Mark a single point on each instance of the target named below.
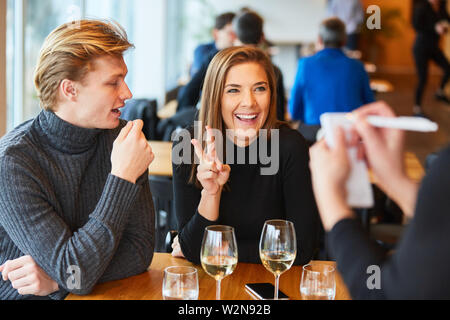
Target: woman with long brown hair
(234, 180)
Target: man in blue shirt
(329, 81)
(224, 37)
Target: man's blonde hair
(68, 53)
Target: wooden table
(381, 86)
(162, 165)
(148, 286)
(413, 167)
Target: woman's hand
(383, 149)
(27, 277)
(211, 173)
(330, 169)
(176, 248)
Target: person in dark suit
(418, 269)
(430, 20)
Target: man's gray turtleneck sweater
(60, 205)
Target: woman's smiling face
(246, 101)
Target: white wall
(149, 55)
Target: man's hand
(383, 149)
(131, 154)
(27, 277)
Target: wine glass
(318, 282)
(219, 253)
(278, 248)
(180, 283)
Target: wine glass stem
(277, 283)
(218, 289)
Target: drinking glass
(219, 253)
(318, 282)
(180, 283)
(278, 248)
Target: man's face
(224, 37)
(100, 96)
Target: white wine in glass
(278, 248)
(219, 255)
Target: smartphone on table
(264, 291)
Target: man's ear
(68, 90)
(214, 34)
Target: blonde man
(75, 203)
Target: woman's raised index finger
(197, 148)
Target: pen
(401, 123)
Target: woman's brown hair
(213, 88)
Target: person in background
(352, 14)
(418, 268)
(75, 201)
(430, 20)
(249, 29)
(238, 101)
(223, 36)
(328, 81)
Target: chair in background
(162, 192)
(145, 110)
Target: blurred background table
(162, 165)
(148, 286)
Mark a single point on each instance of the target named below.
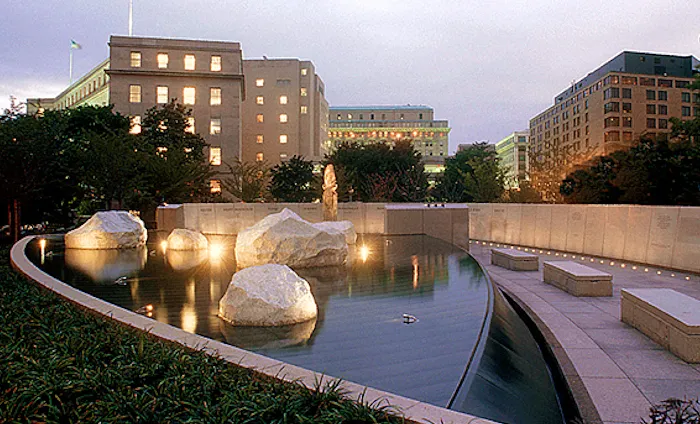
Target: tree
(472, 175)
(294, 181)
(247, 181)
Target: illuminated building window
(189, 62)
(161, 94)
(135, 125)
(135, 59)
(134, 94)
(215, 156)
(215, 65)
(214, 96)
(215, 126)
(188, 95)
(162, 60)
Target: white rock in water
(344, 227)
(267, 295)
(182, 239)
(108, 230)
(285, 238)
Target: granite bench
(515, 260)
(666, 316)
(577, 279)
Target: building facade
(372, 124)
(285, 112)
(513, 154)
(632, 95)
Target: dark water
(359, 334)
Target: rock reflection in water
(106, 265)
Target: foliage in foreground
(60, 364)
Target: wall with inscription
(667, 236)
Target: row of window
(189, 61)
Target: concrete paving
(623, 371)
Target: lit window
(189, 62)
(188, 94)
(134, 94)
(162, 59)
(135, 59)
(135, 125)
(215, 64)
(215, 186)
(215, 126)
(161, 94)
(215, 156)
(214, 96)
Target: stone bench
(577, 279)
(515, 260)
(668, 317)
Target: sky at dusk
(486, 66)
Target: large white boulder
(344, 227)
(108, 230)
(286, 238)
(182, 239)
(267, 295)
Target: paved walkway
(623, 371)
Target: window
(188, 95)
(135, 59)
(135, 125)
(162, 60)
(189, 62)
(215, 126)
(161, 94)
(215, 65)
(134, 94)
(214, 96)
(215, 156)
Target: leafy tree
(294, 181)
(247, 181)
(472, 175)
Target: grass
(60, 364)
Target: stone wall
(667, 236)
+ + + +
■ Task to carry out ■
The material above must be printed exactly, with its pictures left out.

■ Response for this exercise ■
Mark a single point on each instance of the target named below.
Target: woman with long brown hair
(234, 180)
Target: man in blue shirt
(329, 81)
(224, 37)
Target: man's blonde hair
(68, 53)
Target: wooden table
(381, 86)
(162, 165)
(148, 286)
(413, 167)
Target: woman's hand
(383, 149)
(27, 277)
(211, 173)
(330, 169)
(176, 248)
Target: person in dark suit
(418, 269)
(430, 20)
Target: man's gray turtleneck sweater
(60, 205)
Target: woman's smiling face
(246, 101)
Target: white wall
(149, 55)
Target: man's hand
(383, 149)
(131, 154)
(27, 277)
Target: wine glass
(318, 282)
(219, 253)
(278, 248)
(180, 283)
Target: wine glass stem
(277, 283)
(218, 289)
Target: drinking glass
(219, 253)
(318, 282)
(180, 283)
(278, 248)
Target: man's face
(224, 37)
(100, 96)
Target: white wine in glass
(278, 248)
(219, 255)
Target: smartphone on table
(264, 291)
Target: man's ear
(68, 90)
(214, 34)
Target: blonde man
(75, 203)
Target: woman's raised index finger
(197, 148)
Target: pen
(401, 123)
Target: woman's brown hair
(213, 88)
Target: person in background
(352, 14)
(418, 268)
(75, 201)
(430, 20)
(249, 29)
(238, 101)
(223, 36)
(328, 81)
Target: chair in background
(162, 192)
(145, 110)
Target: blurred background table
(162, 165)
(148, 286)
Mark a single point on each instance of the target named below.
Target: tree
(472, 175)
(294, 181)
(247, 181)
Target: illuminated building window
(189, 62)
(161, 94)
(135, 125)
(135, 59)
(134, 94)
(215, 156)
(215, 65)
(214, 96)
(215, 126)
(188, 95)
(162, 60)
Target: white rock in water
(344, 227)
(267, 295)
(182, 239)
(108, 230)
(285, 238)
Target: granite bench
(515, 260)
(666, 316)
(577, 279)
Target: building facade
(372, 124)
(285, 112)
(513, 154)
(632, 95)
Target: dark water
(359, 334)
Target: rock reflection in water
(106, 265)
Target: foliage in foreground
(60, 364)
Target: wall with inscription
(667, 236)
Target: row of window
(189, 61)
Target: concrete paving
(623, 371)
Target: lit window
(189, 62)
(188, 94)
(134, 94)
(162, 59)
(135, 59)
(135, 125)
(215, 64)
(215, 186)
(215, 126)
(161, 94)
(215, 156)
(214, 96)
Target: stone bench
(577, 279)
(515, 260)
(668, 317)
Target: sky at dusk
(486, 66)
Target: large white boulder
(344, 227)
(108, 230)
(286, 238)
(182, 239)
(267, 295)
Target: paved walkway
(623, 371)
Target: window
(188, 95)
(135, 59)
(135, 125)
(162, 60)
(189, 62)
(215, 126)
(161, 94)
(215, 65)
(134, 94)
(214, 96)
(215, 156)
Target: leafy tree
(294, 181)
(247, 181)
(472, 175)
Target: grass
(60, 364)
Target: stone wall
(667, 236)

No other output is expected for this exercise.